__Document text__:
▼
Virtual Address Translation via Learned Page Table Indexes

Citation for published version:

Link:
Link to publication record in Edinburgh Research Explorer

Document Version:
Peer reviewed version

Published In:

General rights
Copyright for the publications made accessible via the Edinburgh Research Explorer is retained by the author(s) and / or other copyright owners and it is a condition of accessing these publications that users recognise and abide by the legal requirements associated with these rights.

Take down policy
The University of Edinburgh has made every reasonable effort to ensure that Edinburgh Research Explorer content complies with UK legislation. If you believe that the public display of this file breaches copyright please contact openaccess@ed.ac.uk providing details, and we will remove access to the work immediately and investigate your claim.
Virtual Address Translation via Learned Page Table Indexes

Artemiy Margaritov†  Dmitrii Ustiugov†  Edouard Bugnion‡  Boris Grot†
†University of Edinburgh  ‡EPFL

Abstract

Address translation is an established performance bottleneck [4] in workloads operating on large datasets due to frequent TLB misses and subsequent page table walks that often require multiple memory accesses to resolve. Inspired by recent research at Google on Learned Index Structures [14], we propose to accelerate address translation by introducing a new translation mechanism based on learned models using neural networks. We argue that existing software-based learned models are unable to outperform the traditional address translation mechanisms due to their high inference time, pointing toward the need for hardware-accelerated learned models. With a challenging goal to microarchitect a hardware-friendly learned page table index, we discuss a number of machine learning and systems trade-offs, and suggest future directions.
▲
__Job A__:
Please show every line of the entries below that contains the string "beach", treating uppercase and lowercase as different.

Labeled-object pointing entries:
▼
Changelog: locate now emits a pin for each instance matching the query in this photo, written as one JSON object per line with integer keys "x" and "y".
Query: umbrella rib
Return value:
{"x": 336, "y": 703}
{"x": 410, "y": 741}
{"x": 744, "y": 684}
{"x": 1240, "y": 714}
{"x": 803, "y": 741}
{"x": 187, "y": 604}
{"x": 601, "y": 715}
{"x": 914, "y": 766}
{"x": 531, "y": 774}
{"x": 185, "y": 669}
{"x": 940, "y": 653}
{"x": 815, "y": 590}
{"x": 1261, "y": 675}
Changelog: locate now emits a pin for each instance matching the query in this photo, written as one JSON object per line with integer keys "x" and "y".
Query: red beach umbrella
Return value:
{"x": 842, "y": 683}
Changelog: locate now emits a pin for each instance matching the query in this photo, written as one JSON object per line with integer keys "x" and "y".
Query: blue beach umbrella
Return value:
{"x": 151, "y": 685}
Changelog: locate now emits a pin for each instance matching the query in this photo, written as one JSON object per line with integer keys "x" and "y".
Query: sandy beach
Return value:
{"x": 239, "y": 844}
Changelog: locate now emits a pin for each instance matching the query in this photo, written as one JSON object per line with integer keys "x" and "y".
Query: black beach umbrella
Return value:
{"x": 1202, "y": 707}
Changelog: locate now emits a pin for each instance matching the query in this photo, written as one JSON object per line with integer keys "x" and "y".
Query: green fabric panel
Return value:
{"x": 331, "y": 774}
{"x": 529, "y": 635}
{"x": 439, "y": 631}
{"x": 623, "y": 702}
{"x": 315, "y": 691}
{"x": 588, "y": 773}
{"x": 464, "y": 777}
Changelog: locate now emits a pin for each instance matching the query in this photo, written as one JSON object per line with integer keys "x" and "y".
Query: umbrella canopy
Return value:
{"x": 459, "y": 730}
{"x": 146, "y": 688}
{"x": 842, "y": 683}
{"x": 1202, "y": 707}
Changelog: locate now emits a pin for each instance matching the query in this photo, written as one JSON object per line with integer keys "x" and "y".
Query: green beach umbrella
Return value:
▲
__Job B__:
Write what comes next in the text on learned page table indexes above, starting after its last sentence.

__Final answer A__:
Query: red beach umbrella
Query: blue beach umbrella
Query: sandy beach
Query: black beach umbrella
Query: green beach umbrella

__Final answer B__:
1 Introduction

Massive in-memory datasets are a staple feature of many server applications, including databases, key-value stores, and data analytics frameworks. The large – and rapidly growing – data footprints, coupled with irregular access patterns, in many of these workloads result in frequent TLB misses that require a walk of the operating system’s radix tree-based page table. During the walk, the levels of the radix page table (which are memory resident) must be traversed one by one (see Fig. 1a), incurring high latency overhead. Modern processors include several hardware features to accelerate page table walks, including hardware walkers, multi-level TLBs and translation caches. Despite these features, recent studies show that up to 50% of performance in big-data server workloads can be lost to address translation [4]. The performance cost of address translation is destined to increase in the future, as larger memory capacities enabled by emerging memory technologies (e.g., Intel’s 3D XPoint) will necessitate the addition of yet another (fifth) level in the radix page table that must be visited on each page table walk. Indeed, the industry has already started preparing for the eventual transition to five-level page tables [1].

Recent research proposals seeking to ameliorate the high cost of address translation tend to fall into one of two categories: incremental improvements to existing designs and disruptive changes to the virtual memory system. Incremental approaches include aggressive coalescing of Page Table Entries (PTEs) within TLBs [17][18] and support for variable page sizes [7][15][19]. These techniques are fundamentally limited by coalescing opportunities exposed by the application and OS, as well as the capacity of the physical TLB structures. The disruptive proposals include the use of segment-based virtual memory [4][11] and application-specific address translation [2]. While attractive from a performance perspective, these proposals require a radical re-engineering of the virtual memory subsystem at both OS and hardware levels, which presents a difficult path to adoption.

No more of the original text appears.